10 Ocak 2015 Cumartesi

Halas dakikalar ve/veya Padişah'lar nasıl öldü?!

Halas dakikalar ve/veya Padişah'lar nasıl öldü?!

(ya da "Padişahım, ölümlerden ölüm beğen" ve/veya 2015 Şita'nın oksimoron sorusu: "Sabır'ımızı taşırmasınlar" diyen Bay Davutoğlu, "Bre densiz"ler diye kükreyip, Suriye'yi vurmak için Frans'Almanya'yı tehdit edecek mi?!)


"Büyüklük odur ki, hiç kimseye iltifat etmeyeceksin, hiç kimseyi aldatmayacaksın, memleket için gerçek ülkü neyse onu görecek, o hedefe yürüyeceksin. Herkes senin aleyhinde bulunacaktır. Herkes seni yolundan çevirmeye çalışacaktır. İşte sen bunda karşı koyuşları yok eden olacaksın. Önüne sayılamayacak güçlükler yığacaklardır. Kendini büyük değil küçük, zayıf, araçsız, hiç sayarak, kimseden yardım gelmeyeceğine inanarak bu güçlükleri aşacaksın. Ondan sonra sana büyüksün derlerse, bunu diyenlere de güleceksin.”

● Saklanan veriler:
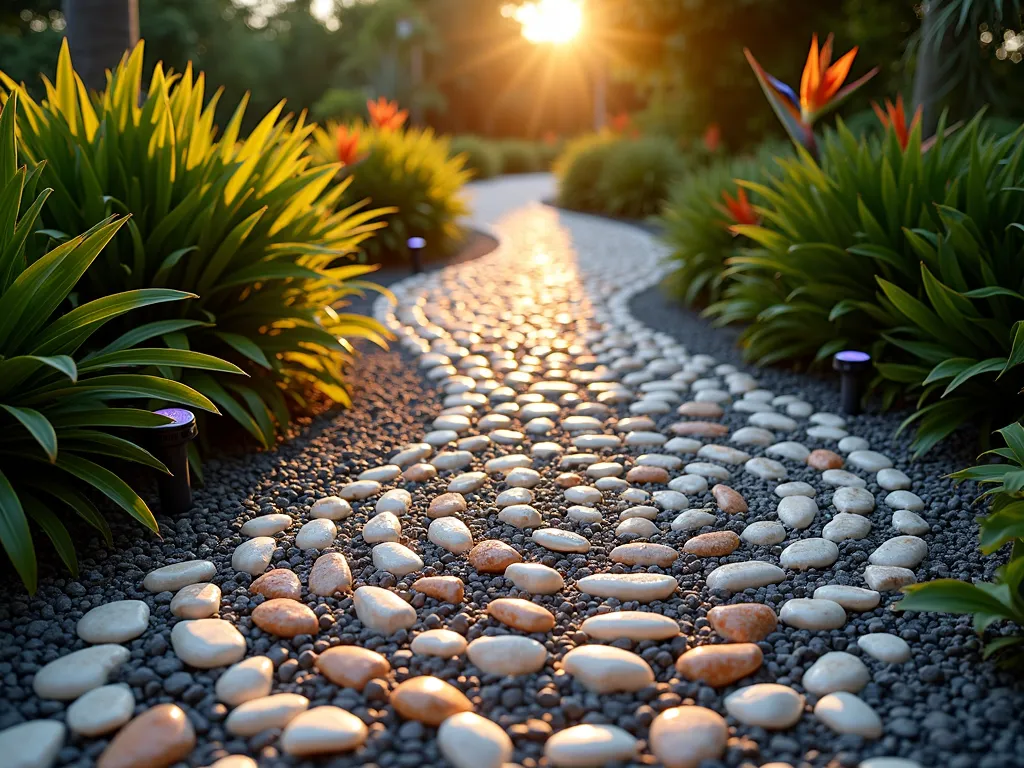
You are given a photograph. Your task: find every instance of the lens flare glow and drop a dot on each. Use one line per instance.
(550, 20)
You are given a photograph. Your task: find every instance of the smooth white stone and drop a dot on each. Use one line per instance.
(809, 553)
(560, 541)
(845, 713)
(836, 671)
(467, 482)
(643, 588)
(535, 578)
(893, 479)
(795, 488)
(689, 484)
(266, 525)
(172, 578)
(197, 601)
(441, 643)
(764, 534)
(753, 436)
(869, 461)
(773, 422)
(904, 500)
(101, 710)
(766, 469)
(851, 443)
(909, 522)
(116, 622)
(788, 450)
(316, 535)
(205, 643)
(359, 489)
(845, 525)
(452, 534)
(766, 705)
(692, 519)
(797, 512)
(811, 613)
(634, 625)
(249, 679)
(851, 598)
(507, 654)
(842, 478)
(888, 578)
(885, 647)
(901, 551)
(257, 715)
(396, 558)
(683, 445)
(589, 747)
(736, 577)
(332, 508)
(32, 744)
(704, 469)
(382, 610)
(469, 740)
(723, 454)
(605, 669)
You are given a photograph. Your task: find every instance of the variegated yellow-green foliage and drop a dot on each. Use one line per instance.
(65, 419)
(250, 224)
(410, 171)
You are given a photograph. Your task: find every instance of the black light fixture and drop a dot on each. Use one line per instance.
(169, 443)
(852, 367)
(416, 246)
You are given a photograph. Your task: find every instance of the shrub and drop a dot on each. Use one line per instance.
(636, 177)
(579, 170)
(520, 156)
(697, 227)
(808, 288)
(244, 223)
(480, 157)
(413, 173)
(62, 423)
(1004, 597)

● Yapılacak iş A: Listedeki bütün satırları, her satır için bir dize olacak şekilde bir JSON dizisine dönüştür; boş satırları ve resimleri cevaba katma.
● Yapılacak iş B: «Padişah'lar nasıl öldü» başlıklı yazıyı, gösterilen son cümleden sonrasından devam ettir.
«Padişah'lar nasıl öldü» başlıklı yazı ile liste arasında hiçbir bağ yoktur.

● Alıştırma sonucu A:
[
  "You are given a photograph. Your task: find every instance of the lens flare glow and drop a dot on each. Use one line per instance.",
  "(550, 20)",
  "You are given a photograph. Your task: find every instance of the smooth white stone and drop a dot on each. Use one line per instance.",
  "(809, 553)",
  "(560, 541)",
  "(845, 713)",
  "(836, 671)",
  "(467, 482)",
  "(643, 588)",
  "(535, 578)",
  "(893, 479)",
  "(795, 488)",
  "(689, 484)",
  "(266, 525)",
  "(172, 578)",
  "(197, 601)",
  "(441, 643)",
  "(764, 534)",
  "(753, 436)",
  "(869, 461)",
  "(773, 422)",
  "(904, 500)",
  "(101, 710)",
  "(766, 469)",
  "(851, 443)",
  "(909, 522)",
  "(116, 622)",
  "(788, 450)",
  "(316, 535)",
  "(205, 643)",
  "(359, 489)",
  "(845, 525)",
  "(452, 534)",
  "(766, 705)",
  "(692, 519)",
  "(797, 512)",
  "(811, 613)",
  "(634, 625)",
  "(249, 679)",
  "(851, 598)",
  "(507, 654)",
  "(842, 478)",
  "(888, 578)",
  "(885, 647)",
  "(901, 551)",
  "(257, 715)",
  "(396, 558)",
  "(683, 445)",
  "(589, 747)",
  "(736, 577)",
  "(332, 508)",
  "(32, 744)",
  "(704, 469)",
  "(382, 610)",
  "(469, 740)",
  "(723, 454)",
  "(605, 669)",
  "You are given a photograph. Your task: find every instance of the variegated yellow-green foliage and drop a dot on each. Use one line per instance.",
  "(65, 419)",
  "(250, 224)",
  "(410, 171)",
  "You are given a photograph. Your task: find every instance of the black light fixture and drop a dot on each. Use one line per instance.",
  "(169, 443)",
  "(852, 367)",
  "(416, 246)",
  "You are given a photograph. Your task: find every instance of the shrub and drop a dot on each. Use one line per instance.",
  "(636, 177)",
  "(579, 170)",
  "(520, 156)",
  "(697, 227)",
  "(808, 288)",
  "(244, 223)",
  "(480, 157)",
  "(413, 173)",
  "(62, 423)",
  "(1004, 597)"
]

● Alıştırma sonucu B:
Başkumandan Mustafa Kemal Atatürk
1908 (Atatürk'ün S.D.V, s. 112)
“Fecayi karşısında bunalan ruhların ıstıraplar içinde halâs dakikalarını beklediği bir zamanda yazılan o marş, o şiir bir daha yazılamaz. Allah bir daha bu millete bir İstiklal Marşı yazdırmasın.”
Mehmet Akif Ersoy
"Savaş bilimi pek az kişi tarafından bilinen gizemli bir sırdır."
Otto von Bismarck
...
DURUM
Haber şu:
Başbakan Ahmet Davutoğlu'nun Fransız hükümetinin daveti üzerine yarın Paris'te yapılacak Fransız halkıyla dayanışma yürüyüşüne katılacağı belirtildi.
Yorum şu:
Yürüyüş sonrasında Davutoğlu, Neo Haçlılar adına, Frans'Almanya erk'ine der ki:
"Bre cahiller, hala anlamadınız mı, Suriye'yi vurmadan, Esad'ı indirmeden Avrupa'da terör sorunu çözülmez!"
Çay'ın taş'ı ile çay'ın kuş'unu avlamaya alışık Avrupalı liderler de, bıyık altından gülüp, Merkel'in bıyığı yok demeyin bakmasını bilen görür, düşük profil üzerinden nazikçe "egosu fırlak" The Hoca'ya sorarlar:
"Bay Ahmet, bu durumda ne yapmamız lazım? Çok değerli görüşlerinizi bizimle paylaşır mısınız?" 
Davutoğlu cevap verir:
"Neden olmasın! Suriye'yi vuralım, NATO destek versin!"
 Onlar da cevap verir:
"Hay hay."
NATO'nun kara gücü olmadığına göre durum şudur:
"Biz havadan siz kara'dan!"
Yani?!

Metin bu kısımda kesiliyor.